### Exercise aim
Select every line in the entries that contains the string "blonde", and copy each one out. Case counts.

### Labeled-object pointing entries
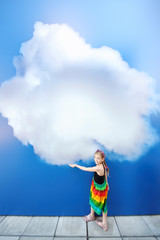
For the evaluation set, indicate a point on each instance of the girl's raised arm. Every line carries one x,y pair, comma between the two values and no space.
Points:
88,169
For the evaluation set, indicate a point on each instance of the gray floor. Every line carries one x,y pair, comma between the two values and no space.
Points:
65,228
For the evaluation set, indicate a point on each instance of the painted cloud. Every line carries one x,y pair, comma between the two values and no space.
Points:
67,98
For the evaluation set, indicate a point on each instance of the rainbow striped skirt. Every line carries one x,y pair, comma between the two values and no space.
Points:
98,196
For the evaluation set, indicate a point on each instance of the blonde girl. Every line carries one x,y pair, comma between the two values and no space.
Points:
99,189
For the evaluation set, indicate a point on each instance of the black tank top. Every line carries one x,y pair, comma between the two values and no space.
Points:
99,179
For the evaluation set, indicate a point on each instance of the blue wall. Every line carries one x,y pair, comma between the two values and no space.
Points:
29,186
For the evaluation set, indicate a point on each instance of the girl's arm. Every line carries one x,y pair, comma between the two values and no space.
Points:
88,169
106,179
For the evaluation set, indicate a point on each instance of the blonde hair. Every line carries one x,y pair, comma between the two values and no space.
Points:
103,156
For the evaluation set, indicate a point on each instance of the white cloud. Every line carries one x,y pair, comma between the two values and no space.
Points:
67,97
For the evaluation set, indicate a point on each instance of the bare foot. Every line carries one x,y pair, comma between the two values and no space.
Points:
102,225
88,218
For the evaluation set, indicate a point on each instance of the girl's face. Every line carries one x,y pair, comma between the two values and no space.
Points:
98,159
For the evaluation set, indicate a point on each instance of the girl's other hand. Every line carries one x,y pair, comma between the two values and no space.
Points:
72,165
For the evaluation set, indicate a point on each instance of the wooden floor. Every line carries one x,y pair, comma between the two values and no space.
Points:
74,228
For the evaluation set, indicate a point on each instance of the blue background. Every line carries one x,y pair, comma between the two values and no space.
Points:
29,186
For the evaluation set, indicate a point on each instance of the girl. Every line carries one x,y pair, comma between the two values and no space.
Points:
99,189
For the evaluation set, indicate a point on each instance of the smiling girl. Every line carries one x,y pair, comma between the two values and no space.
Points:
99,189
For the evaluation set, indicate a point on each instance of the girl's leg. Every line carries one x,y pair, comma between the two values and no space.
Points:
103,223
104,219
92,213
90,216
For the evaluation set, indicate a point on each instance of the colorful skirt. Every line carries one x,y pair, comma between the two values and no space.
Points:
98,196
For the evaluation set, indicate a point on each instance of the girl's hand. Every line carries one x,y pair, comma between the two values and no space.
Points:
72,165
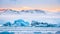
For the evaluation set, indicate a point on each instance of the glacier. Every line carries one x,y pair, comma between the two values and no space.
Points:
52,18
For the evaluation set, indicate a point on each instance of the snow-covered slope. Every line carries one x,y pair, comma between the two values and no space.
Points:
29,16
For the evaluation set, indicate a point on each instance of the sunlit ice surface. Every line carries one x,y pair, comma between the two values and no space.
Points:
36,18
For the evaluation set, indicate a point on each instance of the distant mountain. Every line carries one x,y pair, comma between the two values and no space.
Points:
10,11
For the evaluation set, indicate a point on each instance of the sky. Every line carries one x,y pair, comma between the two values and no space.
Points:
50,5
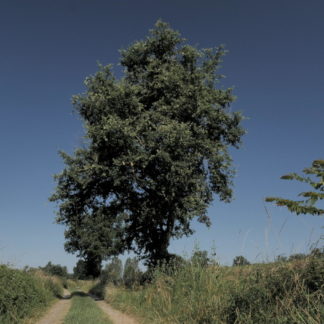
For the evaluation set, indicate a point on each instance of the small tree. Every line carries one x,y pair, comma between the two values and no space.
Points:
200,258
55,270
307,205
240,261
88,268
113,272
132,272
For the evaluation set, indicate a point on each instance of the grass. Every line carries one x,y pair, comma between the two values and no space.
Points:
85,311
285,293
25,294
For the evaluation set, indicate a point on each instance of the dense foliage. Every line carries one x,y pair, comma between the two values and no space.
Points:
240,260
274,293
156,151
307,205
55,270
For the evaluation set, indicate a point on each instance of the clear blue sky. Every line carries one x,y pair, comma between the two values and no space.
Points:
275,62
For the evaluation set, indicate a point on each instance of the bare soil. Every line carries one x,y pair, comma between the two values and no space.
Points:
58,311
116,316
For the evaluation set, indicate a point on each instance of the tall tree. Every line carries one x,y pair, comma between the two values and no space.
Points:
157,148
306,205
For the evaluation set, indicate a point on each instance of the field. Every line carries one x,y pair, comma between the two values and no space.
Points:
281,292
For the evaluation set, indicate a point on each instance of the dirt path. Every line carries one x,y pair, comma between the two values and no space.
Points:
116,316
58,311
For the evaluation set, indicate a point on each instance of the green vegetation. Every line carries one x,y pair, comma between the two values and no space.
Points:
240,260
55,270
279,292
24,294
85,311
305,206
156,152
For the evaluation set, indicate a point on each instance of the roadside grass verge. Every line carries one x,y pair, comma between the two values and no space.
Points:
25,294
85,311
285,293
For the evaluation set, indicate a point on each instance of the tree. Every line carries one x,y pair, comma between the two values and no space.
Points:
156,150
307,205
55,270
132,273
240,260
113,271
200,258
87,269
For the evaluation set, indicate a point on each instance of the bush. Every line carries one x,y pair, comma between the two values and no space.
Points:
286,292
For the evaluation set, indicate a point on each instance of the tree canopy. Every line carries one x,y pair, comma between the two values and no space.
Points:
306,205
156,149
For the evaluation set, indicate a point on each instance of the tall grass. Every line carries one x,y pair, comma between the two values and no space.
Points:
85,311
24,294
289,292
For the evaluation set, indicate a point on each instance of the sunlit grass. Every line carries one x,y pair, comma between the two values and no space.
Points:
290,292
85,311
---
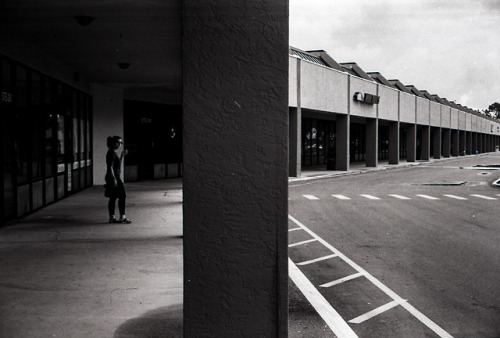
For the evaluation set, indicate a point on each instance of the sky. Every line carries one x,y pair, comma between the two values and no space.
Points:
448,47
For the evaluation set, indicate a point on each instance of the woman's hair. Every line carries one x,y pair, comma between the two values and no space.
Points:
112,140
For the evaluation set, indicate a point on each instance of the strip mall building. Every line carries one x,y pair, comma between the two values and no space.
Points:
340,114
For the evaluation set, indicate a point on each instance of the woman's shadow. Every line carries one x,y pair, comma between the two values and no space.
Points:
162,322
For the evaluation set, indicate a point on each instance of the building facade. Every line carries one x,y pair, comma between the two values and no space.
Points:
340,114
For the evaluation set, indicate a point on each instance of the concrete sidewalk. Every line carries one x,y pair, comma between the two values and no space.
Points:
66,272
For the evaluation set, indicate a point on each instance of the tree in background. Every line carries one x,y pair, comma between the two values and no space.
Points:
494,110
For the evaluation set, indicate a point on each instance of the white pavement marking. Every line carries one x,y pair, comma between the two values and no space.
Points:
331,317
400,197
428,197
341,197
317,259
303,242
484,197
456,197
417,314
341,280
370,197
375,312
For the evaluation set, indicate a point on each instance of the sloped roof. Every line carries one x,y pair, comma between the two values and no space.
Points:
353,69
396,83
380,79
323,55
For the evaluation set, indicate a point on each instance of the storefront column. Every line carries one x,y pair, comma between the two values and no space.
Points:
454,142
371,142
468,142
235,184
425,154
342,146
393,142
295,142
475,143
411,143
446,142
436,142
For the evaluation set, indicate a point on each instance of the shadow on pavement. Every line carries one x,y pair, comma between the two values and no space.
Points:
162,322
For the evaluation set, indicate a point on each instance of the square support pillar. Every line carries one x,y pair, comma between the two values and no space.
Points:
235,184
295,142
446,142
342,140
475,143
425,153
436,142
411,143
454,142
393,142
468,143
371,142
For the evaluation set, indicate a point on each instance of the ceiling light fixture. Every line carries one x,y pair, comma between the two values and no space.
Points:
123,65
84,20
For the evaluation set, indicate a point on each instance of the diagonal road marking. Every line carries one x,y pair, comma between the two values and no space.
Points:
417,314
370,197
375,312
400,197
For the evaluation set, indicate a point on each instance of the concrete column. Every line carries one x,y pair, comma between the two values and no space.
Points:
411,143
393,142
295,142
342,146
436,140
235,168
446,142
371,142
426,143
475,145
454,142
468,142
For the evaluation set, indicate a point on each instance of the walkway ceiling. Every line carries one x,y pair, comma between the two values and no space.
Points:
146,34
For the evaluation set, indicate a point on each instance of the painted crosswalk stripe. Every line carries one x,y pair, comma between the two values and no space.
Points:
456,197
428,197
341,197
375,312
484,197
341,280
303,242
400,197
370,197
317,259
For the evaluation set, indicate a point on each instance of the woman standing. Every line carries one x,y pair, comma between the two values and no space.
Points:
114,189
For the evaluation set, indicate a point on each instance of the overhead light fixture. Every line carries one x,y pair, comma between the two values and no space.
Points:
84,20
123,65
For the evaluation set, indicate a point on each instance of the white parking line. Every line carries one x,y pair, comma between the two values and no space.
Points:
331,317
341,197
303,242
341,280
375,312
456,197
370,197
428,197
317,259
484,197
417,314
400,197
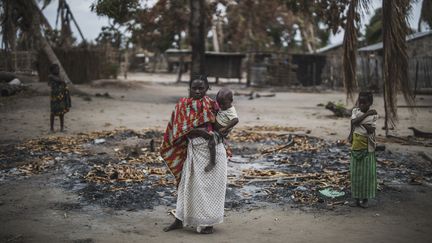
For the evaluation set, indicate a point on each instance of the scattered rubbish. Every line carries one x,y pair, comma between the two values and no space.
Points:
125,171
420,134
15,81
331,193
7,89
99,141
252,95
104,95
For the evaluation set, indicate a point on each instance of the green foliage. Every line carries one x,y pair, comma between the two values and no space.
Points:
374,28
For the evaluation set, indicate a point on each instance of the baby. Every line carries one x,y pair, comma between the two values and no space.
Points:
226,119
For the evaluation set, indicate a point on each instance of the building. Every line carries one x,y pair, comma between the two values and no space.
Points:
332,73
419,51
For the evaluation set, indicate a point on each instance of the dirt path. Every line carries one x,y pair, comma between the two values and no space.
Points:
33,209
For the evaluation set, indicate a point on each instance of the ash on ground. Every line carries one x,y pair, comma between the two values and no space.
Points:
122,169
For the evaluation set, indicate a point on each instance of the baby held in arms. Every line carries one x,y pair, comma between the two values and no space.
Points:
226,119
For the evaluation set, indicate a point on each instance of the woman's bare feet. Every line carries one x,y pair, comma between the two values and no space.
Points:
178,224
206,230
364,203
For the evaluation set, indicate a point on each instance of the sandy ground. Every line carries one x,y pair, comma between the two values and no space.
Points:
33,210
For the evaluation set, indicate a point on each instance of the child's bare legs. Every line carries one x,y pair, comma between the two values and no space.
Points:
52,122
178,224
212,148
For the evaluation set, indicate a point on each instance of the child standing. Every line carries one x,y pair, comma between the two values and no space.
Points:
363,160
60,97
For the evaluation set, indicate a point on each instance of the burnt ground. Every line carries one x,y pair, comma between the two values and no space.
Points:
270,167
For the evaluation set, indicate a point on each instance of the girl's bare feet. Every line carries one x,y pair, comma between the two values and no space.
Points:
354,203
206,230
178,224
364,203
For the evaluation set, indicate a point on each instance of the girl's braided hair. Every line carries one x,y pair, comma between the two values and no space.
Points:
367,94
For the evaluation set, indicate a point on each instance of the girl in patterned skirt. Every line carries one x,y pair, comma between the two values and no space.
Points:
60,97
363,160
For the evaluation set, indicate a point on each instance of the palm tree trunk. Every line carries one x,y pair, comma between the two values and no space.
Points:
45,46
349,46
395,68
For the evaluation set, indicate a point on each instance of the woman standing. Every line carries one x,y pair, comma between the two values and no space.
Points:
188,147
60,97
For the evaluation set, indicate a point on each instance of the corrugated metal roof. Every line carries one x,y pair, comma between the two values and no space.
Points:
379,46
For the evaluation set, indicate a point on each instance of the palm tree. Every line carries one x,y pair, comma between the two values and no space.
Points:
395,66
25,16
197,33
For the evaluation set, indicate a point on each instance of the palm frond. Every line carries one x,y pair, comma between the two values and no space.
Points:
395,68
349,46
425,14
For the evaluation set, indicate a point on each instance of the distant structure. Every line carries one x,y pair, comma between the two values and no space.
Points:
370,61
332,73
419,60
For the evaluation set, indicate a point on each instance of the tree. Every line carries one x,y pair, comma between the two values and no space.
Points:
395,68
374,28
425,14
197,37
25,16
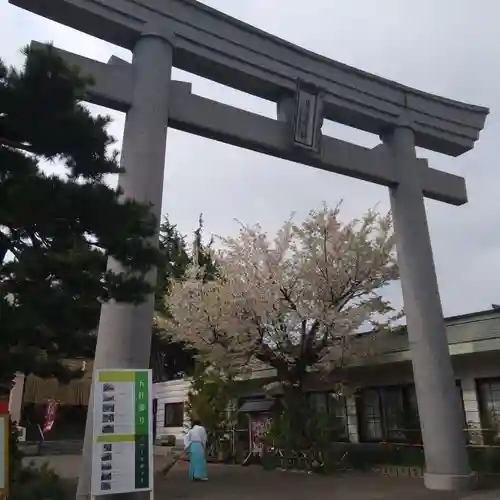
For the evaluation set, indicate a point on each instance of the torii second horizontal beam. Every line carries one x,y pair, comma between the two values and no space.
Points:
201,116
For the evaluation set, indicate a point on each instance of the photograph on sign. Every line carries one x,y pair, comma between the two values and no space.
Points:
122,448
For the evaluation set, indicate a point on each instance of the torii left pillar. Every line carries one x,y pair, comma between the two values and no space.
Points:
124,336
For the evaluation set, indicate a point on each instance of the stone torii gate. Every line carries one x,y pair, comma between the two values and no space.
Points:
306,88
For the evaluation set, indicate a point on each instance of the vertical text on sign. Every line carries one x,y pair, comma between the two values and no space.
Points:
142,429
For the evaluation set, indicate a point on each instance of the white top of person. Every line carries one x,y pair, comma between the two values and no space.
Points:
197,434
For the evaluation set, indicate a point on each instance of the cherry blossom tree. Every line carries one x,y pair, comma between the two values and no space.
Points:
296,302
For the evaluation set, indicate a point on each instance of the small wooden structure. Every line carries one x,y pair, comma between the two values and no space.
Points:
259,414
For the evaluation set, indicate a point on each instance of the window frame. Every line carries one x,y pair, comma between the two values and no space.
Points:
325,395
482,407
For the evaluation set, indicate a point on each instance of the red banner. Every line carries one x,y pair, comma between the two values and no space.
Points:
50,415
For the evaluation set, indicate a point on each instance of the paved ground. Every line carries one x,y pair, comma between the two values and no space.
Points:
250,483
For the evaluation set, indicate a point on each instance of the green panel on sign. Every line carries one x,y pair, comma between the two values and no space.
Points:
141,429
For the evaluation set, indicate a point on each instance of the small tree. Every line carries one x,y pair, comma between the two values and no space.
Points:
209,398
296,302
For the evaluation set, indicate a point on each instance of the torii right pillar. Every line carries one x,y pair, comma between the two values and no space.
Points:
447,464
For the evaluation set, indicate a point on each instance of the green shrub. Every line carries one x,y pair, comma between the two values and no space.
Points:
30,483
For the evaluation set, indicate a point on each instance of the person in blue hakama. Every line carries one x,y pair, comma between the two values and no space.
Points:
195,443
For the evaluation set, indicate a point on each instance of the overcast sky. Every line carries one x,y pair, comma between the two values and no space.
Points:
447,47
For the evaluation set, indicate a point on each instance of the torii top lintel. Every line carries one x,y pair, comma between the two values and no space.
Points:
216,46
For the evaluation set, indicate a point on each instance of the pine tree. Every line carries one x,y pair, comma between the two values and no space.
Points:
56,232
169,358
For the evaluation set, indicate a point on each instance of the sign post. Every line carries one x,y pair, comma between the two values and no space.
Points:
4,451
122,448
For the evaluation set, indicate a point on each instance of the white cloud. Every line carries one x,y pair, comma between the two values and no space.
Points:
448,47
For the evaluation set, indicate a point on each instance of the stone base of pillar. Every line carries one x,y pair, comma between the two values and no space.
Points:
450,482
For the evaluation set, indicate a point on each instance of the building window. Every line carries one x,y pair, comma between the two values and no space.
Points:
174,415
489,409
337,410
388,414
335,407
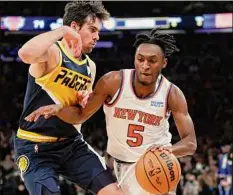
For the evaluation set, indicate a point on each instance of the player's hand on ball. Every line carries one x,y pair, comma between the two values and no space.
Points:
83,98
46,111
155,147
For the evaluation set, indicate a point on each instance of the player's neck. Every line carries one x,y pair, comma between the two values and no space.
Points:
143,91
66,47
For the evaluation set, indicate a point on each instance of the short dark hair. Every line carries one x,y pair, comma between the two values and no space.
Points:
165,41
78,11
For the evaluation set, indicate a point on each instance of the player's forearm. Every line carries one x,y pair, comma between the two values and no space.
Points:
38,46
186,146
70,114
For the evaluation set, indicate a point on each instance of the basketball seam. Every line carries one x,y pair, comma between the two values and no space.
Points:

### Complete response
For the evaluation set, indicate a point on each instance of the blonde girl. Every line carries one x,y pair, comma between the two values and no space.
For the evaluation set, indicate a point on each instance of the blonde hair. Every line carries one x,y pair, comma between the two values and no space.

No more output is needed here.